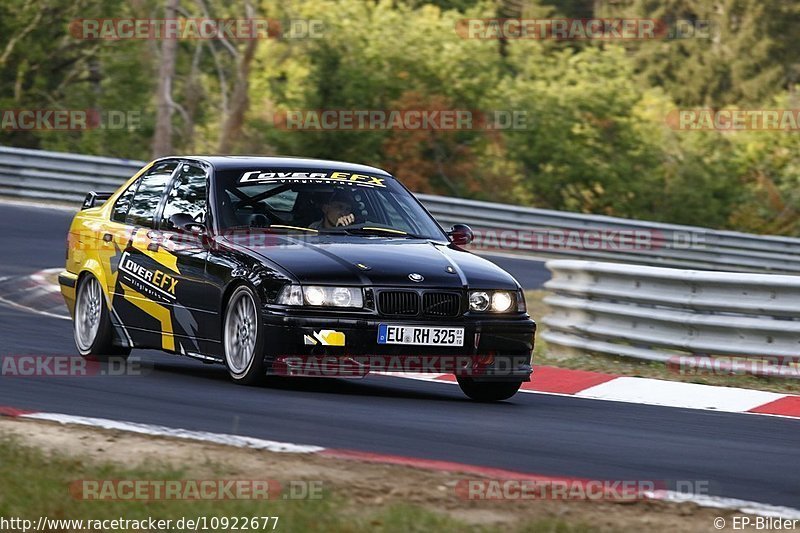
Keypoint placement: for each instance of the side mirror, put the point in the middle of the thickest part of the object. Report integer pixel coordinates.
(460, 234)
(185, 222)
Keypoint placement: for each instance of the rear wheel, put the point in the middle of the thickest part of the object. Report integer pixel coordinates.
(243, 338)
(488, 391)
(92, 324)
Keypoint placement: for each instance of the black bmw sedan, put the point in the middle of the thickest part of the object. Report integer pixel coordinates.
(290, 266)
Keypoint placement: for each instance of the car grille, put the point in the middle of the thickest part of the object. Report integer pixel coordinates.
(410, 303)
(441, 304)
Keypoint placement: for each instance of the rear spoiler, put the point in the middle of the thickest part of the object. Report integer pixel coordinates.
(94, 199)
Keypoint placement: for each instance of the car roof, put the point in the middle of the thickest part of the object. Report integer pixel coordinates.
(245, 162)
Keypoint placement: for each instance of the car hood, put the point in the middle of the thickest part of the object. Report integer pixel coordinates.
(379, 261)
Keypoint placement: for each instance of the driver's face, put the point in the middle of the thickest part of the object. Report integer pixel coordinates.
(335, 210)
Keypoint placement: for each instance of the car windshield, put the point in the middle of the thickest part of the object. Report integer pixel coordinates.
(320, 201)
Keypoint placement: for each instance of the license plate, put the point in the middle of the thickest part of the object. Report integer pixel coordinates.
(420, 335)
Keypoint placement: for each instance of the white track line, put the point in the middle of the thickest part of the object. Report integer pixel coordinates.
(238, 441)
(31, 310)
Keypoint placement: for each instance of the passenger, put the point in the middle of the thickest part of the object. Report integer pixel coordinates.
(337, 210)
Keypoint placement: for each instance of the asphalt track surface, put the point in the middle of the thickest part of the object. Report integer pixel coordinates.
(741, 456)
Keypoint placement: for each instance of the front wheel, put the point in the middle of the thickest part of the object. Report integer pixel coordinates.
(243, 338)
(488, 391)
(92, 324)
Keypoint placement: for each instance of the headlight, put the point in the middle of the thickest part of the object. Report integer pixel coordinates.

::::

Return exactly the lines from the one containing "Keypoint placement: for each instance of the front" through the last line of the records above, both included, and nothing else.

== Response box ==
Keypoint placement: for each instance of the front wheel, put the point in the middle of the thickest part of the object. Report integer pixel coordinates.
(243, 338)
(488, 391)
(92, 324)
Keypoint placement: for each instance of the headlight, put the point in the middle of the thickest part of the object. Report integer pixel coordinates.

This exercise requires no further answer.